↓↓↓

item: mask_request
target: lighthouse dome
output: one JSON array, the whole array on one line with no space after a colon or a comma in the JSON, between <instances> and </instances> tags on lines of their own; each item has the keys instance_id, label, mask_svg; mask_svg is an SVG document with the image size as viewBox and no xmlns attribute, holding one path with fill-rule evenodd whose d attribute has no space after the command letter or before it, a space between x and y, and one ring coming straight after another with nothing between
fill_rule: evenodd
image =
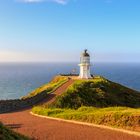
<instances>
[{"instance_id":1,"label":"lighthouse dome","mask_svg":"<svg viewBox=\"0 0 140 140\"><path fill-rule=\"evenodd\" d=\"M87 50L85 50L83 53L82 53L82 57L89 57L90 55L87 53Z\"/></svg>"}]
</instances>

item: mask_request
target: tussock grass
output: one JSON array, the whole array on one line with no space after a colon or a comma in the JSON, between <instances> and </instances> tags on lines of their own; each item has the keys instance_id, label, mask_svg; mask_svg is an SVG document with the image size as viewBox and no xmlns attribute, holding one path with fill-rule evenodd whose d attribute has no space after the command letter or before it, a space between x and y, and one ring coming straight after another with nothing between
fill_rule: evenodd
<instances>
[{"instance_id":1,"label":"tussock grass","mask_svg":"<svg viewBox=\"0 0 140 140\"><path fill-rule=\"evenodd\" d=\"M80 107L78 109L60 109L34 107L33 113L99 125L140 131L140 108L128 107Z\"/></svg>"},{"instance_id":2,"label":"tussock grass","mask_svg":"<svg viewBox=\"0 0 140 140\"><path fill-rule=\"evenodd\" d=\"M76 80L68 90L58 96L51 107L73 108L81 106L140 107L140 92L97 76L90 80Z\"/></svg>"},{"instance_id":3,"label":"tussock grass","mask_svg":"<svg viewBox=\"0 0 140 140\"><path fill-rule=\"evenodd\" d=\"M29 138L13 132L0 123L0 140L29 140Z\"/></svg>"},{"instance_id":4,"label":"tussock grass","mask_svg":"<svg viewBox=\"0 0 140 140\"><path fill-rule=\"evenodd\" d=\"M35 89L34 91L29 93L28 95L23 96L22 99L31 98L31 97L36 96L37 94L40 94L44 91L46 91L46 93L49 94L49 93L55 91L58 87L60 87L62 84L64 84L67 81L68 81L67 76L56 76L49 83Z\"/></svg>"}]
</instances>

↑↑↑

EXERCISE REQUIREMENTS ::
Leave out all pictures, then copy the remaining material exactly.

EXERCISE OUTPUT ::
item: mask_request
target: lighthouse dome
output: one JSON array, the whole array on one line with no space after a colon or a comma in the JSON, between <instances> and </instances> tags on lines of their own; each item has the keys instance_id, label, mask_svg; mask_svg is an SVG document with the image size as viewBox and no xmlns attribute, holding one path with fill-rule evenodd whose d attribute has no space after the command letter or before it, a space between x and y, and one ring coming straight after another with nothing between
fill_rule: evenodd
image =
<instances>
[{"instance_id":1,"label":"lighthouse dome","mask_svg":"<svg viewBox=\"0 0 140 140\"><path fill-rule=\"evenodd\" d=\"M87 50L85 50L83 53L82 53L82 57L89 57L90 55L87 53Z\"/></svg>"}]
</instances>

item: mask_request
target: tussock grass
output: one JSON array, the whole array on one line with no space after a colon or a comma in the JSON, between <instances> and </instances> tags on lines of their own; each item has the keys instance_id, label, mask_svg; mask_svg is an SVG document with the image size as viewBox and no xmlns attribute, holding one path with fill-rule evenodd whose d attribute has no space after the command letter or before it, a space between x and y, and one ring coming straight after another with nothing between
fill_rule: evenodd
<instances>
[{"instance_id":1,"label":"tussock grass","mask_svg":"<svg viewBox=\"0 0 140 140\"><path fill-rule=\"evenodd\" d=\"M80 107L78 109L60 109L34 107L33 113L99 125L140 131L140 108L128 107Z\"/></svg>"},{"instance_id":2,"label":"tussock grass","mask_svg":"<svg viewBox=\"0 0 140 140\"><path fill-rule=\"evenodd\" d=\"M76 80L68 90L58 96L51 107L73 108L81 106L140 107L140 92L97 76L90 80Z\"/></svg>"},{"instance_id":3,"label":"tussock grass","mask_svg":"<svg viewBox=\"0 0 140 140\"><path fill-rule=\"evenodd\" d=\"M29 138L13 132L0 123L0 140L29 140Z\"/></svg>"},{"instance_id":4,"label":"tussock grass","mask_svg":"<svg viewBox=\"0 0 140 140\"><path fill-rule=\"evenodd\" d=\"M35 89L34 91L29 93L28 95L23 96L22 99L31 98L31 97L36 96L37 94L40 94L44 91L46 91L46 93L49 94L49 93L55 91L58 87L60 87L62 84L64 84L67 81L68 81L67 76L56 76L49 83Z\"/></svg>"}]
</instances>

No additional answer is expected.